··· Extracted entries

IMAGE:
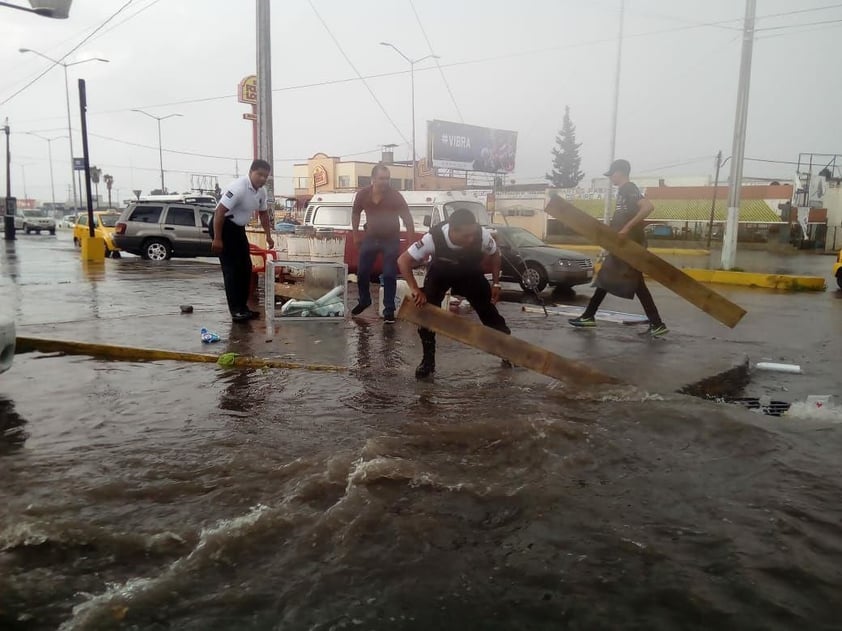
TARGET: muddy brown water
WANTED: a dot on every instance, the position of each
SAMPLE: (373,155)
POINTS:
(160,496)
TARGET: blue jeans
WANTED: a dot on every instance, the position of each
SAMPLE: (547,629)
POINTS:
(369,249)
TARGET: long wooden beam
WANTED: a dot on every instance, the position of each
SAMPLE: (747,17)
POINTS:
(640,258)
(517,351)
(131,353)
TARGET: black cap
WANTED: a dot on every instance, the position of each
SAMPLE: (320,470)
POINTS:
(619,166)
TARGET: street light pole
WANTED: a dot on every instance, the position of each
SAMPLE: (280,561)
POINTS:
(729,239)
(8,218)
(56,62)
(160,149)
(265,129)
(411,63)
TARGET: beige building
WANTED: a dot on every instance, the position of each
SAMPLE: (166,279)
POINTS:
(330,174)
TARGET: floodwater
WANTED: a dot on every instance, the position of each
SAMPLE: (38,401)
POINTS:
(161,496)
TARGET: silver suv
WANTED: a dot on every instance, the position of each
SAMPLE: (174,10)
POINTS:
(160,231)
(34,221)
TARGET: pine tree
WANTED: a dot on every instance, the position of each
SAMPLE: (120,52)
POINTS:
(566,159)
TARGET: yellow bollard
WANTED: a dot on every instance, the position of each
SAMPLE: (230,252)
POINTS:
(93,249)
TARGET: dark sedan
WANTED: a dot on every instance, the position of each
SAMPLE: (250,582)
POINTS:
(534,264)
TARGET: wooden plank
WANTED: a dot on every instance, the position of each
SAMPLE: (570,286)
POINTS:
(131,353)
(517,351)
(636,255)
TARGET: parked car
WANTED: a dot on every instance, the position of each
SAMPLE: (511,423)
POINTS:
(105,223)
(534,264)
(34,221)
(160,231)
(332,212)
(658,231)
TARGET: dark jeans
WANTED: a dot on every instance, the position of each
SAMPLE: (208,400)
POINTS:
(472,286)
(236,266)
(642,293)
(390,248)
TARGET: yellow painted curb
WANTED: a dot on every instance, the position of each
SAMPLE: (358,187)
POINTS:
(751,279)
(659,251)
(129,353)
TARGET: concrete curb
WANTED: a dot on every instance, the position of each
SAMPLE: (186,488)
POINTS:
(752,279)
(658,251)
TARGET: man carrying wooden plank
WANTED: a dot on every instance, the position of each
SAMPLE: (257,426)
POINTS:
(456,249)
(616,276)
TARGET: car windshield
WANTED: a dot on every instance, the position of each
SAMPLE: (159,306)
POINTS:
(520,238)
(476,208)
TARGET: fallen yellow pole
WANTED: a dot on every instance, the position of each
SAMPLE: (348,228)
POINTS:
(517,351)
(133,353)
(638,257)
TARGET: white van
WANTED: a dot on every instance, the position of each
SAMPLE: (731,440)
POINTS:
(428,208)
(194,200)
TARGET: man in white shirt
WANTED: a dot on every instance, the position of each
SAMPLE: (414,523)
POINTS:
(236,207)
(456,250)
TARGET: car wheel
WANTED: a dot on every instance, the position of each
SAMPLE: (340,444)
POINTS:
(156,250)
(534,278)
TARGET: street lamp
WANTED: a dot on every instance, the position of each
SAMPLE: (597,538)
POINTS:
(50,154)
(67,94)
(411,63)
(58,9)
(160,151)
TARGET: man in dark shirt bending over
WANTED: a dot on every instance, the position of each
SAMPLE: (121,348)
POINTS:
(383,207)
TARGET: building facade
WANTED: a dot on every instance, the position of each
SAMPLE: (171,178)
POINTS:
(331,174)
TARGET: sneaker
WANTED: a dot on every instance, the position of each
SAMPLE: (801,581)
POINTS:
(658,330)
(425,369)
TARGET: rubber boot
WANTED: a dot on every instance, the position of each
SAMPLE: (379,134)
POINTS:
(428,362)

······

▸ Prompt
Go through the listing above and return each line that includes the word "street".

▸ Solution to this problem
TARGET: street light pole
TARGET: street lamp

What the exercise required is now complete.